(Natural-language object grounding data)
────────

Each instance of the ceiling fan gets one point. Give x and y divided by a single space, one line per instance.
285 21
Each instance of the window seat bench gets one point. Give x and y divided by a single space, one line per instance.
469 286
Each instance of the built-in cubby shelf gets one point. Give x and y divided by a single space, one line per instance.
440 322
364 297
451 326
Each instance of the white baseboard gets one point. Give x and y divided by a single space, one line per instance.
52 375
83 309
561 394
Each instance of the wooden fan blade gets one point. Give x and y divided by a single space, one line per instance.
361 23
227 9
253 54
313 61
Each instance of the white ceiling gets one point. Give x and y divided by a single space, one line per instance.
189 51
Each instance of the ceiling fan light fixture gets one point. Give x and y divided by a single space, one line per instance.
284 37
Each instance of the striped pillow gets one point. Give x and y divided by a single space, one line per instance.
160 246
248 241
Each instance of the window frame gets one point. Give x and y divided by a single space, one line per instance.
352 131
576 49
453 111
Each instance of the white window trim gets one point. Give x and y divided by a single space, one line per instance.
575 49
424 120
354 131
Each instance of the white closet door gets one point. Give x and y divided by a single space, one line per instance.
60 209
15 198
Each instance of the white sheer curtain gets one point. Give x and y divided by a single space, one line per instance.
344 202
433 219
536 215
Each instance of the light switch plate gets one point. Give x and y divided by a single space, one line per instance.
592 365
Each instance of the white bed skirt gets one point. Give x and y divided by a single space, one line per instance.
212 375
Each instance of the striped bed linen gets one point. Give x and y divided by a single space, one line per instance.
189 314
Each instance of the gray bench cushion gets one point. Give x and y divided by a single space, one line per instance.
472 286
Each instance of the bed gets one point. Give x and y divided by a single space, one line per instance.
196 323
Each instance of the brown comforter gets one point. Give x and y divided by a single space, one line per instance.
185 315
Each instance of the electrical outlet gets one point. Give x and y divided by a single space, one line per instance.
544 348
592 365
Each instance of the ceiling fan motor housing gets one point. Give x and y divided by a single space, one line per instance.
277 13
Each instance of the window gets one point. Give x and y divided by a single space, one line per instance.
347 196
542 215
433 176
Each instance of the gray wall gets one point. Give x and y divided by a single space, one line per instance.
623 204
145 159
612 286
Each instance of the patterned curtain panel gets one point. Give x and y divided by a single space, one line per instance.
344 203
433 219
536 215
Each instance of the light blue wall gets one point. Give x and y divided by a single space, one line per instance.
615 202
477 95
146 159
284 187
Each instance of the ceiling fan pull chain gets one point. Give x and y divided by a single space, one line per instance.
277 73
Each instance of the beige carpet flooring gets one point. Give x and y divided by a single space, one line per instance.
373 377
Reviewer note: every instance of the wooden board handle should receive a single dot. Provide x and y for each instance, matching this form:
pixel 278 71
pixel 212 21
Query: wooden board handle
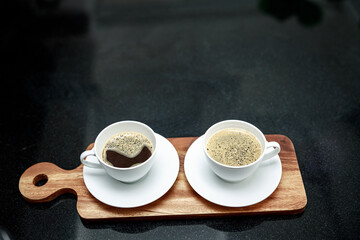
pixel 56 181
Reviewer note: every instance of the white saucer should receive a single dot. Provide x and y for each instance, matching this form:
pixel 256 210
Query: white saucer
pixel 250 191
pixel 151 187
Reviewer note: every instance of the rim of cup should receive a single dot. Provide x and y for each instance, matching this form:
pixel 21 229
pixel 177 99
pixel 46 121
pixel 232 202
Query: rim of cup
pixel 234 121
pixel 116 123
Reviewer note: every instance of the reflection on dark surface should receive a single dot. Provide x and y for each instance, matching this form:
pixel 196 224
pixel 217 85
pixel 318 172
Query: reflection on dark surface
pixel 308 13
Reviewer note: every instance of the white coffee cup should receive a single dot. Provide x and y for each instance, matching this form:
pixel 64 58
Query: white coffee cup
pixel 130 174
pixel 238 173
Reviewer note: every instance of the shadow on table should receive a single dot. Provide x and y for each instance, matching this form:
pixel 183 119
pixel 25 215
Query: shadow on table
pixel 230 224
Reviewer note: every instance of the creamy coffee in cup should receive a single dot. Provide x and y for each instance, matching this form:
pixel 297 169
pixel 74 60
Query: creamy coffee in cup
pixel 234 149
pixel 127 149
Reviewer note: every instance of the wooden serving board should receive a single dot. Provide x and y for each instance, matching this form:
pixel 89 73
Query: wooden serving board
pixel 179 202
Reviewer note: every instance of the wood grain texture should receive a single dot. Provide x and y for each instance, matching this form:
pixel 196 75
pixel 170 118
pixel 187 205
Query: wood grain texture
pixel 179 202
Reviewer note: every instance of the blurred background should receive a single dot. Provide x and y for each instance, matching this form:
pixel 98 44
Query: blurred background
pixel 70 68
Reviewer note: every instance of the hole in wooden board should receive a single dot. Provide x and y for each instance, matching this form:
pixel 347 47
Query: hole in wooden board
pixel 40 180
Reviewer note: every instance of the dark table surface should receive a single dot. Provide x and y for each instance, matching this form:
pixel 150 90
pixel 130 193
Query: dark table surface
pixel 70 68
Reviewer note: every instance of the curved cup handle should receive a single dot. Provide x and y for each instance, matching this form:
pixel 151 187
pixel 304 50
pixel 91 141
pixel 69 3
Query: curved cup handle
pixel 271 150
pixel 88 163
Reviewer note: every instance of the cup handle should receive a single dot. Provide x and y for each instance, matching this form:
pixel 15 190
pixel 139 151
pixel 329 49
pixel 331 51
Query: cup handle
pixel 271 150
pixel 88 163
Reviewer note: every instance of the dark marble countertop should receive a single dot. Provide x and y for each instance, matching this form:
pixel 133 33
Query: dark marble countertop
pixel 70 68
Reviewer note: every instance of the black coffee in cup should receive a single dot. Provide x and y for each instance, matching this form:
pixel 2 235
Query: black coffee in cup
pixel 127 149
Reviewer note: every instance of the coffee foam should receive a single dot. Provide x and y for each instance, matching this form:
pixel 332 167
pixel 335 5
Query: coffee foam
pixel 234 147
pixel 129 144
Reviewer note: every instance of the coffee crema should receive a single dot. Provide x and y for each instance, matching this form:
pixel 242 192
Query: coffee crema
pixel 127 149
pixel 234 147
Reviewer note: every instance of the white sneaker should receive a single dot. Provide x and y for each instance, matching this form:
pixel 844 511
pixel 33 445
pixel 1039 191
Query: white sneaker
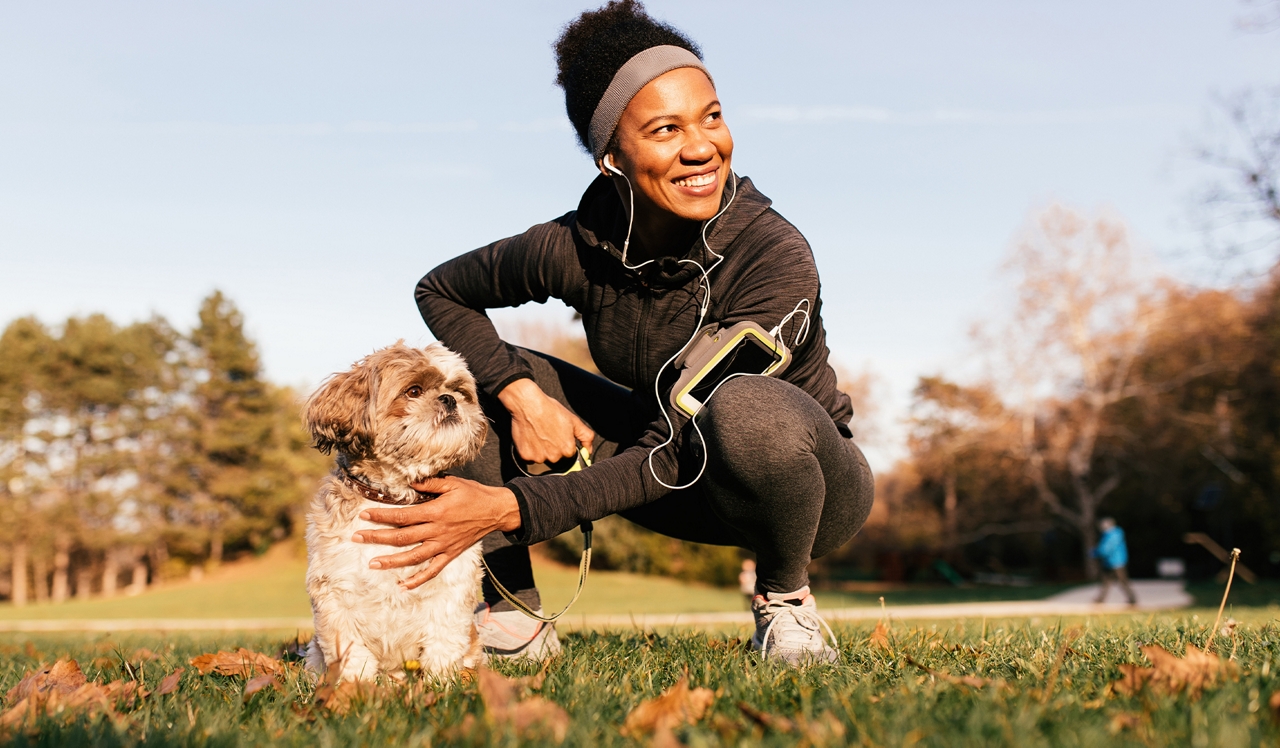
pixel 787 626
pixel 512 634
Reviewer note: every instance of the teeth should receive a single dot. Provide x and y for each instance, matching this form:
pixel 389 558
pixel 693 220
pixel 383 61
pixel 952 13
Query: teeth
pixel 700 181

────────

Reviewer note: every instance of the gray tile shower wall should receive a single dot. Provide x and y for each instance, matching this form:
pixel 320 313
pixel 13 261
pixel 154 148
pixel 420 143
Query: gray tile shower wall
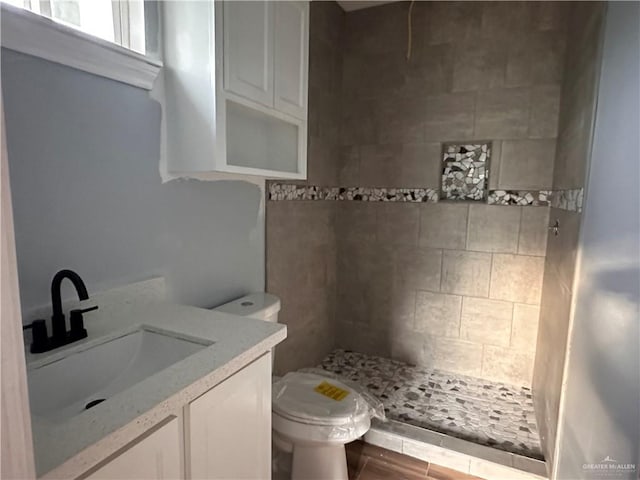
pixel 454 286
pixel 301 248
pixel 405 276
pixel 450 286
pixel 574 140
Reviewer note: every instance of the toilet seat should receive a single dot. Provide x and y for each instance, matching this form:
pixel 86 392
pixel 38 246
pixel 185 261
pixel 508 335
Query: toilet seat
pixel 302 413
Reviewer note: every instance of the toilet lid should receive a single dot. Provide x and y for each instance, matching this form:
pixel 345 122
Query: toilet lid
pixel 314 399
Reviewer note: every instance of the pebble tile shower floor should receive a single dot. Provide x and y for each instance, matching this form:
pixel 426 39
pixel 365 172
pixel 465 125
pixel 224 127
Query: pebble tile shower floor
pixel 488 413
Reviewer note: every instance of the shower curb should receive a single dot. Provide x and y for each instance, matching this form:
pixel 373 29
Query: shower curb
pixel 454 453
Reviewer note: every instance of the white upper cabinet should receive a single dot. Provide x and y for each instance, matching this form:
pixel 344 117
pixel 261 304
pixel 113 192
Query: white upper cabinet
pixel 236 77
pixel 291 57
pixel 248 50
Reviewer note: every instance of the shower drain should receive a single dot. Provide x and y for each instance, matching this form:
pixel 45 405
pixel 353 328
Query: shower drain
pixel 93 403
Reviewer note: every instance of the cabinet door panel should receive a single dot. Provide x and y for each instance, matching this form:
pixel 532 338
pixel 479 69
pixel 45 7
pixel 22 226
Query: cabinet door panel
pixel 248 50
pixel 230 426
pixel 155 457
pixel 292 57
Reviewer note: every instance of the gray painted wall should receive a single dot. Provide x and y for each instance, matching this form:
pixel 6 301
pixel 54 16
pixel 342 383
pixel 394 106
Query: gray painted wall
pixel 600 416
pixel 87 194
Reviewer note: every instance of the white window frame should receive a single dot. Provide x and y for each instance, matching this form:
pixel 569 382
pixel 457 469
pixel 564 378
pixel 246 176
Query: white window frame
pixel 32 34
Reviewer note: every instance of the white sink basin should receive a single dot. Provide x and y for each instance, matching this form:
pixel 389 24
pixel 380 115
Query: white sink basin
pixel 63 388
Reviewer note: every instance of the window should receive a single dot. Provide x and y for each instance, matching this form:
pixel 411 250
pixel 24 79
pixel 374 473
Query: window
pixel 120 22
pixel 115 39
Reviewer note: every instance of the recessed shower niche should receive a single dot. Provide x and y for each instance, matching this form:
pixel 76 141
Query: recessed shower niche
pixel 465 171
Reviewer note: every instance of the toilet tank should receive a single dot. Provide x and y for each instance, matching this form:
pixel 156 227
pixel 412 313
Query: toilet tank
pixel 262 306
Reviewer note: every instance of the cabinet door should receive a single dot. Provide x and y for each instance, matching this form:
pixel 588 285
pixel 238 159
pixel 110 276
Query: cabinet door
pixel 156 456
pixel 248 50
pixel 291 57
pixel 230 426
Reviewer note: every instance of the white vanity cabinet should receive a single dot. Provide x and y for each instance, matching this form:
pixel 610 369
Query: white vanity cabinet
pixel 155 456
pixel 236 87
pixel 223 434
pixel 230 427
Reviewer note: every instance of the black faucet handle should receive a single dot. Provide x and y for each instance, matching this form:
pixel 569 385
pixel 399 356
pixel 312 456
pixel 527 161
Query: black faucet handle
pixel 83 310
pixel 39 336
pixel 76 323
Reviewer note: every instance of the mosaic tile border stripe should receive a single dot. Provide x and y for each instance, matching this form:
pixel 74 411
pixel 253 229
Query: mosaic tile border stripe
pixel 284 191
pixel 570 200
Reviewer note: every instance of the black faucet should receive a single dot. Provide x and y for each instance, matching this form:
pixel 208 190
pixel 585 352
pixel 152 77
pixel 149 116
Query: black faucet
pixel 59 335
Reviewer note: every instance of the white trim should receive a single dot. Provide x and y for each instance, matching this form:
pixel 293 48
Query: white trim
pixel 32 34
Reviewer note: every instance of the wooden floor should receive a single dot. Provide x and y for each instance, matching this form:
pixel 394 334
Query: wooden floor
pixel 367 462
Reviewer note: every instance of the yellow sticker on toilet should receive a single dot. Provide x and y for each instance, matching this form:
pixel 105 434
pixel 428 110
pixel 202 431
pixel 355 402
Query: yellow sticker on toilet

────────

Among the lines of the data, which ones contain the word "sticker"? Show them.

Reviewer note: every instance of the yellow sticker on toilet should receive a single dot. Provide x and y for each instance, matching this form:
Query: yellow sticker on toilet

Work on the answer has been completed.